▶ _What you are asked to do_
Rewrite the lines from the one containing "Where can the lawn" through the one containing "pixel 82 23", both included, changing "Dots" to "Points" and leaving everything else as it is.

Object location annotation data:
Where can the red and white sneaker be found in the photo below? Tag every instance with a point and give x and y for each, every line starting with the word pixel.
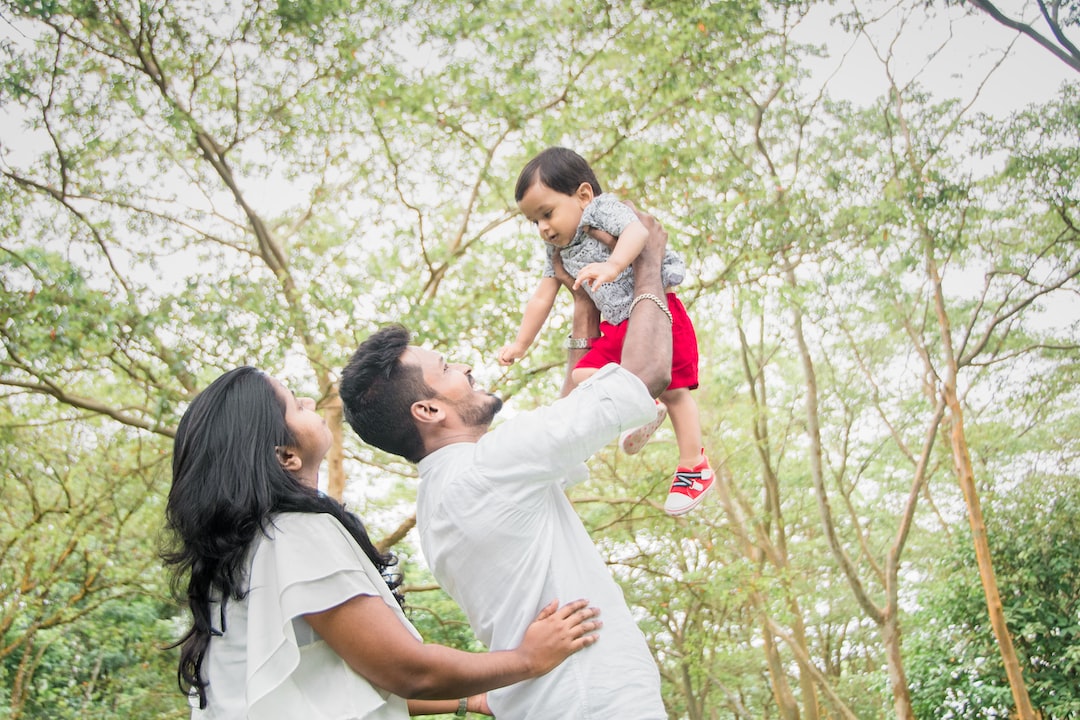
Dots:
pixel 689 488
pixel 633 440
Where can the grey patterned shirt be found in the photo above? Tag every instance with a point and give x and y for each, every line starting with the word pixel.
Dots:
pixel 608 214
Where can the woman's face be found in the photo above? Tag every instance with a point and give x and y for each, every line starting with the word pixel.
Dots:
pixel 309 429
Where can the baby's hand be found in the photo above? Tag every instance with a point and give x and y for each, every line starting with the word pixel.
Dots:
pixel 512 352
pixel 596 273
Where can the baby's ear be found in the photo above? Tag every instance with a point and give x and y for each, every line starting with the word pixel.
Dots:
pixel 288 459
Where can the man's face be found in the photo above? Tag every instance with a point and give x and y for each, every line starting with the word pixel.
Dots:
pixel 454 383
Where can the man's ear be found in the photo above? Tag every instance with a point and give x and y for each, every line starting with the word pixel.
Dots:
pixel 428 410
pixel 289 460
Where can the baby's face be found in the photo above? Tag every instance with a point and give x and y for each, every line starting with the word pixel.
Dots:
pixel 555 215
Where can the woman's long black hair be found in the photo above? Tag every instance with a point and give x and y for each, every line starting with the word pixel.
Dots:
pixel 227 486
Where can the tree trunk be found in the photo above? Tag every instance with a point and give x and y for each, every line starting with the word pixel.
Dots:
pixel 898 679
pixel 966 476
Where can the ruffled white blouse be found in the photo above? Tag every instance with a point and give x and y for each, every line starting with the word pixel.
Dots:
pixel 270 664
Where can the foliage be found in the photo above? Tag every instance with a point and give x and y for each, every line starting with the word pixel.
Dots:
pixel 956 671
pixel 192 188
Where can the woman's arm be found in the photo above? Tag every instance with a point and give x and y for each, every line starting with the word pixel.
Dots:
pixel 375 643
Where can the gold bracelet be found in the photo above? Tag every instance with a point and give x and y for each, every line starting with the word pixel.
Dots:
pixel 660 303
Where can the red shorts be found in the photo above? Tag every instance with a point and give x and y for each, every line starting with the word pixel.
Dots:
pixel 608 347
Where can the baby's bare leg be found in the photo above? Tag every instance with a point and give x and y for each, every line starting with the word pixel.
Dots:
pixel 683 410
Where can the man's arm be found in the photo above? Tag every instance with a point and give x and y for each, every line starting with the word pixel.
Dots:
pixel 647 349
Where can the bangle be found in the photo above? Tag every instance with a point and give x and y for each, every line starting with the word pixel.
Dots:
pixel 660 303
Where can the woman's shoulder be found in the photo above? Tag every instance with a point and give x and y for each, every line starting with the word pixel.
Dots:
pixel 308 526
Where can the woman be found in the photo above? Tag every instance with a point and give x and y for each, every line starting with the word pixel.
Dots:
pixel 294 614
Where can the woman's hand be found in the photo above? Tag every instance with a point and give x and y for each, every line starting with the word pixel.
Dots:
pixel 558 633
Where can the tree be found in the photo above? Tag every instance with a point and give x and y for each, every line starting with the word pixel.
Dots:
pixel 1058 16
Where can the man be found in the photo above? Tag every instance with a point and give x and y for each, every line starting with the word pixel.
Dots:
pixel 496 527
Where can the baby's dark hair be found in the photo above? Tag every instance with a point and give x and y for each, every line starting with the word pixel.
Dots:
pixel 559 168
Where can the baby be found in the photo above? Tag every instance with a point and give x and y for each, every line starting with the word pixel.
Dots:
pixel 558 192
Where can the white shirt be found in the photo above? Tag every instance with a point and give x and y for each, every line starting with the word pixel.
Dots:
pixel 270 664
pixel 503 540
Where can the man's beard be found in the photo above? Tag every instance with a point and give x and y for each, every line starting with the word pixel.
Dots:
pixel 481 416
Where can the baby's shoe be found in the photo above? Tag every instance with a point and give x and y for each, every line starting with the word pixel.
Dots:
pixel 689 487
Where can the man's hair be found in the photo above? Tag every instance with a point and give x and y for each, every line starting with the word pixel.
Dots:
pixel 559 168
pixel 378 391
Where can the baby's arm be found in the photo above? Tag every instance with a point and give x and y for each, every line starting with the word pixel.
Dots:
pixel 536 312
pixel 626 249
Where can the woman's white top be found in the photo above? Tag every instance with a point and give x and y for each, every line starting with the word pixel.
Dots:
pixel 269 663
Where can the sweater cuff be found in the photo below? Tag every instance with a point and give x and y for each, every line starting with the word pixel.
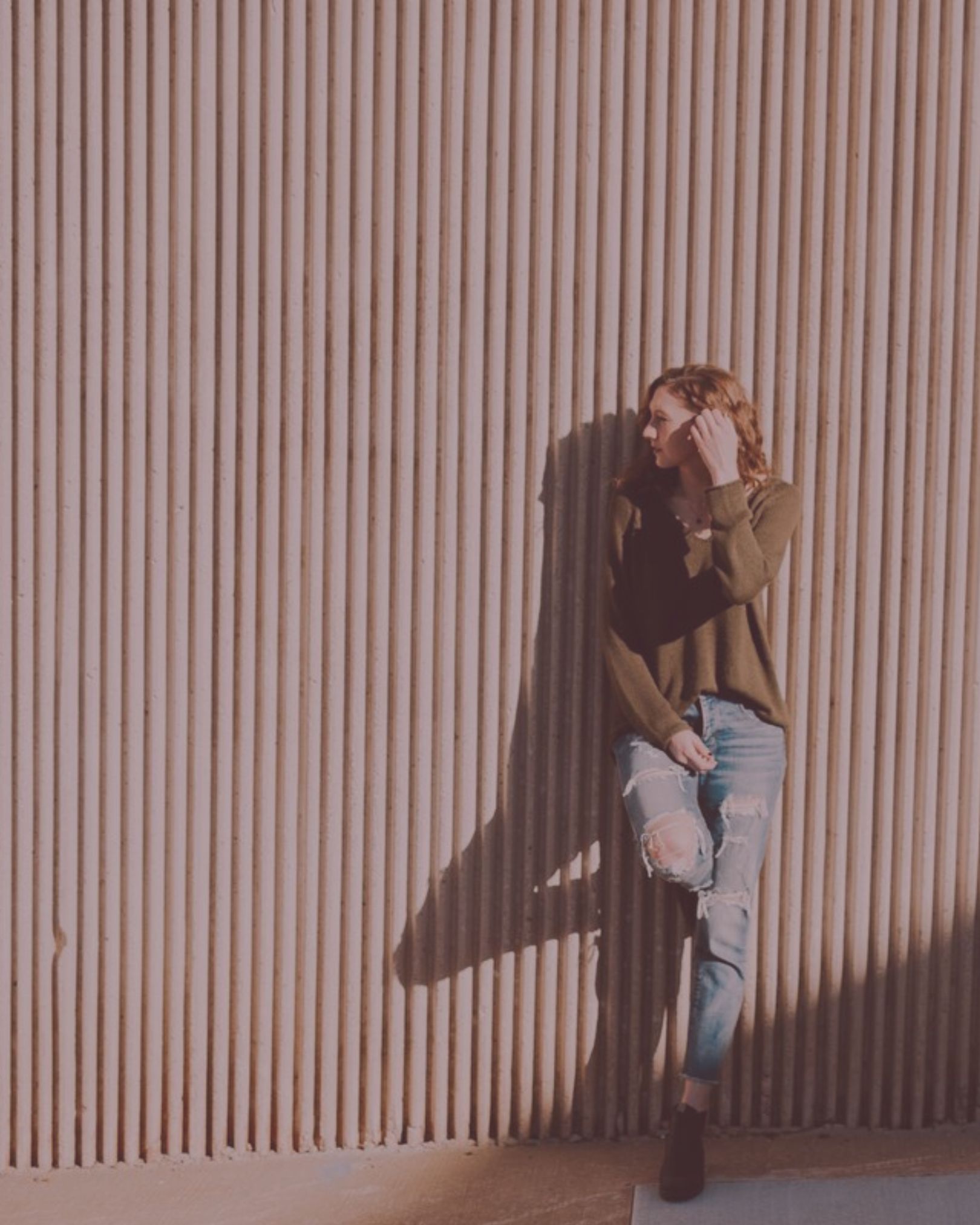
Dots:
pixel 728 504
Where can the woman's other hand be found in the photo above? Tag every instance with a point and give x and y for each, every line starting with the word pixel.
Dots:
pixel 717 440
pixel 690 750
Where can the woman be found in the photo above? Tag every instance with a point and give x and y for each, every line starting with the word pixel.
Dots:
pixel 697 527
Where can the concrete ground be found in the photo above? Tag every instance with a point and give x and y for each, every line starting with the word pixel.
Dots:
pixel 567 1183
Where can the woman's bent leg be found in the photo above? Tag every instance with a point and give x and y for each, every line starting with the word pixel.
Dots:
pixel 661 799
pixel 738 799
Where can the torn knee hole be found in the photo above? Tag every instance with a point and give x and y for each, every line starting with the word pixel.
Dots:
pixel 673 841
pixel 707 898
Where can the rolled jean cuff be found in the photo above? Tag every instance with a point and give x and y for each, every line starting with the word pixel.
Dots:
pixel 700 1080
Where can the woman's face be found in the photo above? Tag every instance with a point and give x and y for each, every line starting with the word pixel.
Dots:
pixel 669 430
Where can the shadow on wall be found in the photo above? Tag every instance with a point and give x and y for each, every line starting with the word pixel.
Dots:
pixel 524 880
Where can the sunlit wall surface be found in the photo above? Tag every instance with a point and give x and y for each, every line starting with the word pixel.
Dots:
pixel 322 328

==

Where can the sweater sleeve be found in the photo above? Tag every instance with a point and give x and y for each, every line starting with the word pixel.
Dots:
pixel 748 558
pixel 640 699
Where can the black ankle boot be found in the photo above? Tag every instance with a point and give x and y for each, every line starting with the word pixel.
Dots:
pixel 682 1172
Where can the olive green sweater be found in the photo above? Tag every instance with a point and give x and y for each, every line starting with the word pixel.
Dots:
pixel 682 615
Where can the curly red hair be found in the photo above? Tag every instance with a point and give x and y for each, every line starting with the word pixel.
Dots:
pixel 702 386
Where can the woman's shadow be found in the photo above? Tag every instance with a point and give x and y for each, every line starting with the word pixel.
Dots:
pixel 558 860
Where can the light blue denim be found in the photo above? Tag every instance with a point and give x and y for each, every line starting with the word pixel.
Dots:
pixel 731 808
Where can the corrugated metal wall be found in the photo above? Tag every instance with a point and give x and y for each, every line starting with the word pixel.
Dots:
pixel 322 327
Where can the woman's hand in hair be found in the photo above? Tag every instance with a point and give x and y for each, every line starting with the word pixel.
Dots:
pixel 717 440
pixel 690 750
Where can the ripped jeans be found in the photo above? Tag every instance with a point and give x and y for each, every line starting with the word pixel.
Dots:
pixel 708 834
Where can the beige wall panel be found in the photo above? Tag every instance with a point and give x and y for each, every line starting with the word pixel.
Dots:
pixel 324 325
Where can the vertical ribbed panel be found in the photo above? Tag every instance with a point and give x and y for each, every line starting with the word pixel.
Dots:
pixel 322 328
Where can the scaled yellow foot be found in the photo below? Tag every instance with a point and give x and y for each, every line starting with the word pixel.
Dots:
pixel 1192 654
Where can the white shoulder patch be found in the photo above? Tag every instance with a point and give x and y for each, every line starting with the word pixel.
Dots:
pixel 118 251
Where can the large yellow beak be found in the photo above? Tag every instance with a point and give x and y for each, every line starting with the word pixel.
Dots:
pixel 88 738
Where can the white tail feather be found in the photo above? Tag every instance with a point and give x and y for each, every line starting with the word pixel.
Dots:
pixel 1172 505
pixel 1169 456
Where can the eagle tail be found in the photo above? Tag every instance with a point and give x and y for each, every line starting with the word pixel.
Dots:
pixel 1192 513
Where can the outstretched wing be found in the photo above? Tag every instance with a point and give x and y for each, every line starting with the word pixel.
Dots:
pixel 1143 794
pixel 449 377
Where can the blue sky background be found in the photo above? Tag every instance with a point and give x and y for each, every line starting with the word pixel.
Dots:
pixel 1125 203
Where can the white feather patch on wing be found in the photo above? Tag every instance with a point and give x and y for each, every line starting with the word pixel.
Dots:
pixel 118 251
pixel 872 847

* * *

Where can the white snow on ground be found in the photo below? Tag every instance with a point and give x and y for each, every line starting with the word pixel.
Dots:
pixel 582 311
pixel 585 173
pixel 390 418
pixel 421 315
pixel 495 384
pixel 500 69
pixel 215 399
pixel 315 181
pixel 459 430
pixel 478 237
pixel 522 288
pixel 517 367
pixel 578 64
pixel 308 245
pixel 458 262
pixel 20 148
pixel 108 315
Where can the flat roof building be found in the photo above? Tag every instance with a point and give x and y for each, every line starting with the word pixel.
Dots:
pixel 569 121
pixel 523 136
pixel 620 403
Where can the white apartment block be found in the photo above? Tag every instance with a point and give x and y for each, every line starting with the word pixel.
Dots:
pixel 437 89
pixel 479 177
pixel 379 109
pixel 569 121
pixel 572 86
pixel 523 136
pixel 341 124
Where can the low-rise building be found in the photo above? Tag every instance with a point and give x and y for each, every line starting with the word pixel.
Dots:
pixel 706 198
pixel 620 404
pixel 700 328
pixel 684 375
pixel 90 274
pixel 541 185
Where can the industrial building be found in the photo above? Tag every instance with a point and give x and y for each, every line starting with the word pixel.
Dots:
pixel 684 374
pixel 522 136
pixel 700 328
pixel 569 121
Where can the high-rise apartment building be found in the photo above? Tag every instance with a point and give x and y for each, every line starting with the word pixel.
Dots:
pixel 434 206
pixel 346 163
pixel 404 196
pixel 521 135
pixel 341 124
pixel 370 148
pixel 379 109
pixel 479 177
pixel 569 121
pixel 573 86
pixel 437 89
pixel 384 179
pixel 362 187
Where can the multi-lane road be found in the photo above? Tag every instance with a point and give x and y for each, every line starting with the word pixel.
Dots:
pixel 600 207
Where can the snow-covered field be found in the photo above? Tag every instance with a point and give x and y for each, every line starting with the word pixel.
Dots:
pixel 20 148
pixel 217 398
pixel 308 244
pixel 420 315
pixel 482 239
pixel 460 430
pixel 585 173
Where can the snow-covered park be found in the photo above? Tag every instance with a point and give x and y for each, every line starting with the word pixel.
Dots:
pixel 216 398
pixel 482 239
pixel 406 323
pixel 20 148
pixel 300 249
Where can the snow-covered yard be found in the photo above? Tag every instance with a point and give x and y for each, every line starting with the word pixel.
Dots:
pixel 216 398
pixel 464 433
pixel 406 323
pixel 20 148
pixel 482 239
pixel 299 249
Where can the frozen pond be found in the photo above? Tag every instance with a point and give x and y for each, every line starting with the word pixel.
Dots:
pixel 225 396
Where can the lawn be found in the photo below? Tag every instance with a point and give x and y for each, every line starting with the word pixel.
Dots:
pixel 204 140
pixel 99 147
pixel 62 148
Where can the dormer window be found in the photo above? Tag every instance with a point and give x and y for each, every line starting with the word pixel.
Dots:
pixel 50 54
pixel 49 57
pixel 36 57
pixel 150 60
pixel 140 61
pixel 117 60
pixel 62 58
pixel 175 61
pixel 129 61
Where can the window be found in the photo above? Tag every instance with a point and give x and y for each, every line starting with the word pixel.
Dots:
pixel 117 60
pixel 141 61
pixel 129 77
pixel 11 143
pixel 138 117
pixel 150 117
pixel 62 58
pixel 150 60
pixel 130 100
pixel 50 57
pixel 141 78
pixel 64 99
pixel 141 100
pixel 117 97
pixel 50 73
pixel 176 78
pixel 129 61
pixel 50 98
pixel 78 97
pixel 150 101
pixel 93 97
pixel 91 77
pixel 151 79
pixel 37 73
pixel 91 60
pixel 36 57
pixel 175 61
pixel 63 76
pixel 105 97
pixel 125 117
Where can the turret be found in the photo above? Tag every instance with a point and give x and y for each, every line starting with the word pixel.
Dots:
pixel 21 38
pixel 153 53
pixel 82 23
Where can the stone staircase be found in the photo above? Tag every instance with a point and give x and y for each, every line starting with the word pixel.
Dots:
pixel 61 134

▶ _Answer for this exercise_
Where can the lawn be found in the photo below? Tag every instance with a point and give x and y for each, every line starting with the word pixel.
Points:
pixel 204 140
pixel 99 147
pixel 62 148
Where can the dormer window be found in the photo above? Tag every instance with a point and give x and y for each, every line starting with the word pixel.
Points:
pixel 50 54
pixel 49 57
pixel 36 57
pixel 150 60
pixel 140 61
pixel 117 60
pixel 62 58
pixel 175 61
pixel 129 61
Where can the window be found in the photo above? Tag every instance with a point and give x and y for each, every line starting with the word pixel.
Points:
pixel 117 60
pixel 141 61
pixel 129 77
pixel 11 143
pixel 138 117
pixel 150 117
pixel 62 58
pixel 150 60
pixel 130 100
pixel 50 57
pixel 141 78
pixel 64 99
pixel 141 100
pixel 117 97
pixel 50 73
pixel 176 78
pixel 129 61
pixel 50 98
pixel 78 97
pixel 150 101
pixel 93 97
pixel 91 77
pixel 151 79
pixel 37 73
pixel 91 60
pixel 36 57
pixel 175 61
pixel 63 76
pixel 105 97
pixel 125 117
Where can the turret be found in the photo above? Tag every instance with a point and give x and y for each, every line starting with the word pixel.
Points:
pixel 21 38
pixel 153 53
pixel 82 23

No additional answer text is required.